→ DOCUMENT SEGMENT
--------

Unfortunately, while we, as composition scholars, have a great stake in determining the validity of such claims, we have as yet provided little objective evidence for them. Most current descriptions of computer-based conferences rely on either hand-chosen anecdotal evidence provided by conference participants or hand-selected excerpts of transcripts chosen to illustrate a particular point. The few studies that do offer more objective evidence about these claims are hard to find; hence, many of the claims made by teachers who use conferences in their classrooms remain untested in any systematic fashion. (164-5)

The Usenet, unfortunately, unlike the singular conferences of which Selfe and Meyer speak, is so large that such testing becomes impossible. A researcher may upon joining alt.skinheads or alt.evil will note that egalitarian values are tossed out the window. Shocking profanity, sexism, and bigotry of all sorts rears its ugliness all over. The Usenet is, after all, representative of the world, including its least wholesome aspects. Everyone with every agenda can get on Usenet. As one Usenet primer document notes, Usenet is not a democracy, it is an anarchy (Salzenberg).

--------

→ AVAILABLE DATA
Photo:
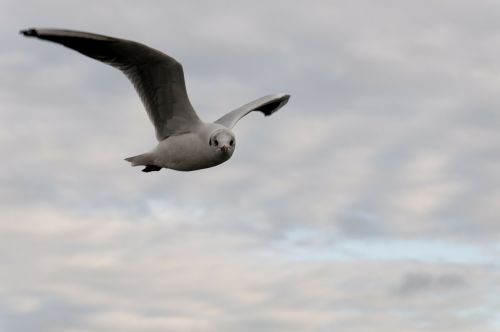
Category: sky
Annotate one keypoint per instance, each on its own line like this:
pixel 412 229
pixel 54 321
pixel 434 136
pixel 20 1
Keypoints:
pixel 370 202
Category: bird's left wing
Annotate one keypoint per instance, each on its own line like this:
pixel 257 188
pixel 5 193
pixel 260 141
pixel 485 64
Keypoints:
pixel 157 77
pixel 267 105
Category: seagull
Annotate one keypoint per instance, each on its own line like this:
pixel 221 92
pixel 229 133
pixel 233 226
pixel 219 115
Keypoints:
pixel 185 143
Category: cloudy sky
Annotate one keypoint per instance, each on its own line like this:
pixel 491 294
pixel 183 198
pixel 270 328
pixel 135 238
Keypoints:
pixel 370 202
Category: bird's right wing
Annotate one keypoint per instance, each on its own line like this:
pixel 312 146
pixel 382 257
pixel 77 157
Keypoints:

--------

→ TASK TO CARRY OUT
Please translate this sentence from the passage on Usenet and computer conferences into Spanish: "The Usenet is, after all, representative of the world, including its least wholesome aspects." The material above comes from a separate source.

→ FINISHED TASK
Usenet es, después de todo, un reflejo del mundo, incluidos sus aspectos menos sanos.